═══ Source document

Destroying my Reality since 1999 - Part One
Sometimes your reality is shattered by an external force, other times by your own will.
A lot of changes have been developing in my life. It’s only been about six years since I came out and began transitioning. It’s only been eleven years since I paid the price to claim my freedom of mind, spirit and instinct. It has been over a decade since I buried some very important people to me. It’s been twenty-seven years since I began my evolutionary arc. I like to describe it as, Destroying my Reality since 1999.
There is too much to retell for this platform. I’d rather put it all into a book. I’ve been asked often throughout my life to write a book, and it is only until my forties where I have seriously considered it. Rightly so, I understand my past a lot better. The guilt I used to afflict myself with has been worked through. The anxiety I have carried for the majority of life still sits in my belly, but I am aware of it now. My body’s movements, and the way I breathe makes more sense. It doesn’t eliminate it, but I somehow manage peace within the chaos. Until I write a book, here are the concise tellings.
Destroying realities takes time, and lots of crying, especially when your reality is emotionally violent
I remember being a boy. I remember what it’s like. Ignorant and testosterone driven, natural hallmarks. Navigating life in my mid to late teens was an interesting transition of it’s own. I wasn’t even aware of what gender was yet, my mind was still youthful and shaped by others. What I was aware of was my looks, my apparent flaws in others eyes, my stature―easy to underestimate, but nonetheless prone to bullies. I was also very aware of constant danger.
Those years marked a period in the nineties where learning social cues was literally life or death. You ever try to navigate nineties Southern California hood-life as a teenager from a very small town?
It’s an autist’s social nightmare.
The nineties in my town was a hot bed of violence. The gangs were old, they were showing their age, and the last remnants of the OGs were still active. My generation were the next ones, the baby ganstas as Gangster Rap called it. To this day it is strange to encounter someone that did not experience this part of Southern California in the nineties. I experienced it within my first year of living here. I saw it. I heard it. I even felt it.

══════

- [Given task 1]
In the essay, how long ago does the writer say they came out and began transitioning?
- [Given task 2]
Copy the essay word for word, starting with the words "It’s an autist’s" and stopping after "even felt it.".

═══ Listed records

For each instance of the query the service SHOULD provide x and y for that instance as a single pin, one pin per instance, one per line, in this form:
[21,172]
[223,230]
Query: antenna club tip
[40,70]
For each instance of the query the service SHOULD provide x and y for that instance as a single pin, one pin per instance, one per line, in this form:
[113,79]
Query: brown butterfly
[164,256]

══════
═══ Listed records

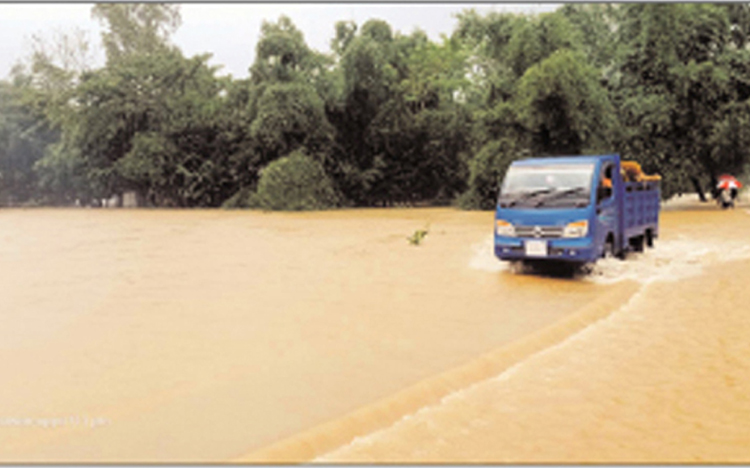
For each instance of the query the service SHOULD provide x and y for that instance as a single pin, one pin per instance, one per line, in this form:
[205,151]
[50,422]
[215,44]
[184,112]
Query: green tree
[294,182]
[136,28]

══════

- [Reply 1]
About six years ago.

- [Reply 2]
It’s an autist’s social nightmare.
The nineties in my town was a hot bed of violence. The gangs were old, they were showing their age, and the last remnants of the OGs were still active. My generation were the next ones, the baby ganstas as Gangster Rap called it. To this day it is strange to encounter someone that did not experience this part of Southern California in the nineties. I experienced it within my first year of living here. I saw it. I heard it. I even felt it.